Konflikte im Arbeitsalltag sind unvermeidlich. Doch wie gehst du als Führungskraft richtig damit um? Im Interview erklärt Mediatorin und Systemische Coachin Corinna Kaufhold, wie Mediation Teams unterstützen kann, welche Phasen es gibt und warum emotionale Aspekte so wichtig sind.
Frau Kaufhold, was sind die häufigsten Konflikte, die Sie in Ihrer Arbeit mit Teams beobachten?
Der häufigste Auslöser für Konflikte ist mangelnde Kommunikation. Oft entstehen Missverständnisse, weil sich niemand die Zeit nimmt, sicherzustellen, dass der andere wirklich verstanden hat, was gesagt wurde. Ein weiterer Grund ist, dass Rollen und Aufgaben nicht geklärt sind. Unausgesprochene Erwartungen und unklare Zuständigkeiten führen zu Konflikten, sowohl im Team als auch zwischen Mitarbeitenden und Führungskräften.
Dabei geht es viel um Transparenz: Wer hat welche Aufgaben? Darf ich Aufgaben übernehmen? Es wird problematisch, wenn diese Fragen nicht geklärt sind – und wenn sich Führungskräfte selbst nicht in ihrer Führungsrolle sicher fühlen. Mitarbeitende erwarten hier oft eine klare Orientierung, wann Führungskräfte entscheiden und wann die Mitarbeitenden mitentscheiden können.
Zur Person
Corinna Kaufhold ist Mediatorin, Systemische Coachin und Trainerin. Ihr Schwerpunkt ist es, die erfolgreiche Zusammenarbeit in Teams zu fördern. Bei der Paritätischen Akademie NRW gibt sie Seminare für Führungskräfte zu Themen wie Mediation, Coachingkompetenz entwickeln, Resilienz oder Konfliktmanagement in Teams meistern.
Warum ist es besonders wichtig, Konflikte im beruflichen Alltag frühzeitig anzugehen und zu lösen?
Es ist wichtig, zu erkennen, wann ein Konflikt eskaliert. Das Eskalationsmodell von Friedrich Glasl besteht aus neun Stufen. Zu Beginn eines Konflikts, wenn es um Spannungen oder Meinungsverschiedenheiten geht, muss eine Führungskraft noch nicht zwingend eingreifen. Hier sollte sie eher an die Eigenverantwortung der Mitarbeitenden appellieren, die Meinungsverschiedenheit untereinander zu klären. Sich zu früh einzumischen kann die Situation sogar manchmal verschlimmern. Entscheidend ist, zu erkennen, wann ich als Führungskraft einschreiten muss. Das ist zum Beispiel nötig, wenn Konflikte regelmäßig neu aufbrechen. In den ersten drei Stufen des Eskalationsmodells kann eine Führungskraft noch moderieren. Ab der vierten Stufe, wenn eine Grüppchenbildung stattfindet, wird es schwieriger, und am Ende bleibt nur noch der Eingriff von oben – bis hin zu Maßnahmen wie Abmahnungen oder Kündigungen.

* DATENSÄTZE
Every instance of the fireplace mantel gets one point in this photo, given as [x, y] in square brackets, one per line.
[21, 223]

* * *

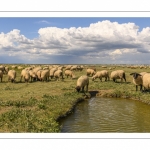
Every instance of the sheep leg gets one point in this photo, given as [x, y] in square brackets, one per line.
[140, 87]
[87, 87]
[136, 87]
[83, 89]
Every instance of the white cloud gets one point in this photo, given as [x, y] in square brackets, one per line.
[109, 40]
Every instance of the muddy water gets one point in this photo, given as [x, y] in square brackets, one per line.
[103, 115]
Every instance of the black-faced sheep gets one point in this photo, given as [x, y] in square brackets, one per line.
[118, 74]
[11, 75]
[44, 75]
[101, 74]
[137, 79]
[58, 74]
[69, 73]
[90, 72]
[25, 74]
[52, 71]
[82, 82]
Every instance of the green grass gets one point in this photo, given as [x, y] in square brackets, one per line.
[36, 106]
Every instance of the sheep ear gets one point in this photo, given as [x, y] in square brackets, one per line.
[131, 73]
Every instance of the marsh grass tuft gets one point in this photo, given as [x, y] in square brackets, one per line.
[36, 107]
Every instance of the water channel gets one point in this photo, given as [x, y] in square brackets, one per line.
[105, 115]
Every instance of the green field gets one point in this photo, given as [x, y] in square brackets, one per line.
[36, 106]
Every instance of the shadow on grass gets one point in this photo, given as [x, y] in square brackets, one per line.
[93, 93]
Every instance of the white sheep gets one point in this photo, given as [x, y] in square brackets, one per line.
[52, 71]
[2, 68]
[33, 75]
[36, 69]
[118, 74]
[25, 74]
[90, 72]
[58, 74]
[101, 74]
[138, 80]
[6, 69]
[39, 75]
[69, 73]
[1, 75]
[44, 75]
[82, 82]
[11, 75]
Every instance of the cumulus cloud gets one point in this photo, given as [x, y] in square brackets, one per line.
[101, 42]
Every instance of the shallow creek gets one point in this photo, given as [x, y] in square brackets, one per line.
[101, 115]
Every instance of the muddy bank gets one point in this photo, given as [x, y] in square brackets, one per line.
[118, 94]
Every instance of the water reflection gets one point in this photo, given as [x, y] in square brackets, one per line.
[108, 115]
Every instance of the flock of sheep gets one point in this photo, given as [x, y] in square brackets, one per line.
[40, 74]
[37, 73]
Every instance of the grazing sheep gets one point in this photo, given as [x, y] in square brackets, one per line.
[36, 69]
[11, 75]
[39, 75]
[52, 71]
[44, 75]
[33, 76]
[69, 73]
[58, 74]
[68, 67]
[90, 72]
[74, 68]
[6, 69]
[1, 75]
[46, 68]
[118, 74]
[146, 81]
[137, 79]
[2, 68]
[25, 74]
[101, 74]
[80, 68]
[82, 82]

* ARBEITSAUFTRÄGE
a) Beantworte anhand des Textauszugs zum Umgang mit Konflikten im Team diese Fragen:
(i) Was nennt Corinna Kaufhold als häufigsten Auslöser für Konflikte?
(ii) An welcher Einrichtung gibt sie Seminare für Führungskräfte?
(iii) Aus wie vielen Stufen besteht das Eskalationsmodell von Friedrich Glasl?
b) Schreibe aus dem Textauszug zum Umgang mit Konflikten im Team die Stelle zwischen „Der häufigste Auslöser“ und „Mitarbeitenden mitentscheiden können.“ wortgetreu ab, beide Stellen eingeschlossen.
Die Einträge sind eigenständiges Material und gehören nicht zum Textauszug.

* ANTWORTEN
a)
(i) Mangelnde Kommunikation.
(ii) An der Paritätischen Akademie NRW.
(iii) Aus neun Stufen.

b)
Der häufigste Auslöser für Konflikte ist mangelnde Kommunikation. Oft entstehen Missverständnisse, weil sich niemand die Zeit nimmt, sicherzustellen, dass der andere wirklich verstanden hat, was gesagt wurde. Ein weiterer Grund ist, dass Rollen und Aufgaben nicht geklärt sind. Unausgesprochene Erwartungen und unklare Zuständigkeiten führen zu Konflikten, sowohl im Team als auch zwischen Mitarbeitenden und Führungskräften.
Dabei geht es viel um Transparenz: Wer hat welche Aufgaben? Darf ich Aufgaben übernehmen? Es wird problematisch, wenn diese Fragen nicht geklärt sind – und wenn sich Führungskräfte selbst nicht in ihrer Führungsrolle sicher fühlen. Mitarbeitende erwarten hier oft eine klare Orientierung, wann Führungskräfte entscheiden und wann die Mitarbeitenden mitentscheiden können.